Start of Records for this exercise
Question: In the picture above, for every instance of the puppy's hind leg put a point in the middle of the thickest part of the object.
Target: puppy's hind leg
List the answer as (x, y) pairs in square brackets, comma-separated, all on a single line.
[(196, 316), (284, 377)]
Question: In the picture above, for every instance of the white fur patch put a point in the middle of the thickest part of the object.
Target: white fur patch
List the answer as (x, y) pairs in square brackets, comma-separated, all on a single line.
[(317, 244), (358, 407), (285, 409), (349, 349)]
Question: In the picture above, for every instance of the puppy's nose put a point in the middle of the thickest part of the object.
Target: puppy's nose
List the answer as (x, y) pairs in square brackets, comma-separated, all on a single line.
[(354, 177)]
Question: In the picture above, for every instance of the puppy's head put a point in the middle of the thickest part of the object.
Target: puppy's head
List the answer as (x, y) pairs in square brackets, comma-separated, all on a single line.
End of Records for this exercise
Start of Records for this exercise
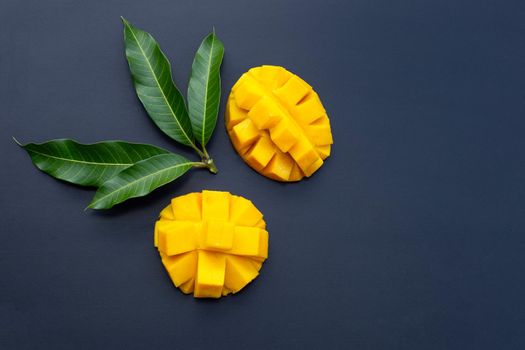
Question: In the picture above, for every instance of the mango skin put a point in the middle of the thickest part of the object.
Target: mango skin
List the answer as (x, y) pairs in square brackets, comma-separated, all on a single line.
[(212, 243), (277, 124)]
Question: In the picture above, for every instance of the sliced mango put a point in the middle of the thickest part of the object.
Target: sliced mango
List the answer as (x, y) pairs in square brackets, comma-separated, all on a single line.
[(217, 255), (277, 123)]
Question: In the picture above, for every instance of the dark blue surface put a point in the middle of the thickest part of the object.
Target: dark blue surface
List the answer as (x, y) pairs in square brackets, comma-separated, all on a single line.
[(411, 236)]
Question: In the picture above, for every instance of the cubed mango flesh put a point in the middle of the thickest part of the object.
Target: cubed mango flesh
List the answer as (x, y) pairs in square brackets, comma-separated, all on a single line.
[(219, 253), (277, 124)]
End of Records for this exercise
● Written exercise
Copy the data word for word, from the line containing "Question: In the picture above, for every instance of the white" through the line containing "[(354, 177)]", both lines included.

● Solution to the exercise
Question: In the picture above, for every instance of the white fur patch put a point in the middle of the thickest part of the object.
Target: white fur patch
List the answer as (x, y) pairs in square brackets, comma-separated, all on a single line.
[(317, 244), (358, 407), (285, 409), (349, 349)]
Question: In the picture above, for every instance of the puppy's nose put a point in the middle of the thickest part of the object.
Target: puppy's nose
List the answer as (x, y) pairs in square brackets, comma-separated, all on a single line.
[(354, 177)]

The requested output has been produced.